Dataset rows
= = = = =
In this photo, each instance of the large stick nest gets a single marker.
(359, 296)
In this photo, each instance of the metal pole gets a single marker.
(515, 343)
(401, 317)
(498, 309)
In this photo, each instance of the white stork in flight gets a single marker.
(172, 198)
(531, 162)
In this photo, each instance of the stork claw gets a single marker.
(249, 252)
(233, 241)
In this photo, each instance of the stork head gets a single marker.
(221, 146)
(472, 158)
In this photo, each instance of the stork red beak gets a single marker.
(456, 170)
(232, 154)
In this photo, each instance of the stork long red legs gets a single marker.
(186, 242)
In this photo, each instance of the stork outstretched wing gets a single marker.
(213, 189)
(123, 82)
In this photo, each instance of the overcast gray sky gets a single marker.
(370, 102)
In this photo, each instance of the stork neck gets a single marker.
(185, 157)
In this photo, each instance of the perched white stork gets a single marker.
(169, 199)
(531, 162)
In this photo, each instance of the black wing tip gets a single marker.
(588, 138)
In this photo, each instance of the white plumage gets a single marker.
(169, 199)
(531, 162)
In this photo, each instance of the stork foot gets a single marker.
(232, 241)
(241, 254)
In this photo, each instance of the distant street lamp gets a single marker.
= = = = =
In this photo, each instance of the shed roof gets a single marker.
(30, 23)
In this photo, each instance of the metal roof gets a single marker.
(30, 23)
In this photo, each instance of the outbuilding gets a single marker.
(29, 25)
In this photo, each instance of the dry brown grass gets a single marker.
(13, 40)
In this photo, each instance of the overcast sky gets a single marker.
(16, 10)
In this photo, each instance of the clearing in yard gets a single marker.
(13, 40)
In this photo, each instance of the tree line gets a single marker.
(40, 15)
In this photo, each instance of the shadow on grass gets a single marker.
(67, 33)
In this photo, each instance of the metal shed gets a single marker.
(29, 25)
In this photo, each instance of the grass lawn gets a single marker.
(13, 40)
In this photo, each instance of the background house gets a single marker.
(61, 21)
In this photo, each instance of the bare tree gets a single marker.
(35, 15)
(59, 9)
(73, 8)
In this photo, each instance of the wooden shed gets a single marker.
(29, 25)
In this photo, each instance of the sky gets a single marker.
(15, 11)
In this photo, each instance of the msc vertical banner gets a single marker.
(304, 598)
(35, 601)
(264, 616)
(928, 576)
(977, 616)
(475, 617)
= = = = =
DIRECTION -> Repeat everything in the records above from the line containing "In this photo, each instance of the stork outstretched" down to the line containing "In this photo, each instance of the distant", with both of those lines included.

SOLVED PROBLEM ->
In this photo, each instance of the stork outstretched wing gets a single marker.
(213, 189)
(123, 82)
In this photo, each instance of the overcast gray sky gets a single marker.
(370, 102)
In this photo, each instance of the stork neck gets a single marker.
(185, 157)
In this photo, each instance of the perched white stork gets a single marker.
(169, 199)
(531, 162)
In this photo, each instance of the black wing tip gets a single marker.
(588, 138)
In this photo, each instance of the white plumage gets a single marker.
(169, 199)
(531, 162)
In this photo, each instance of the stork foot gets a single marker.
(232, 241)
(241, 254)
In this photo, each instance of the distant street lamp gets a single marker.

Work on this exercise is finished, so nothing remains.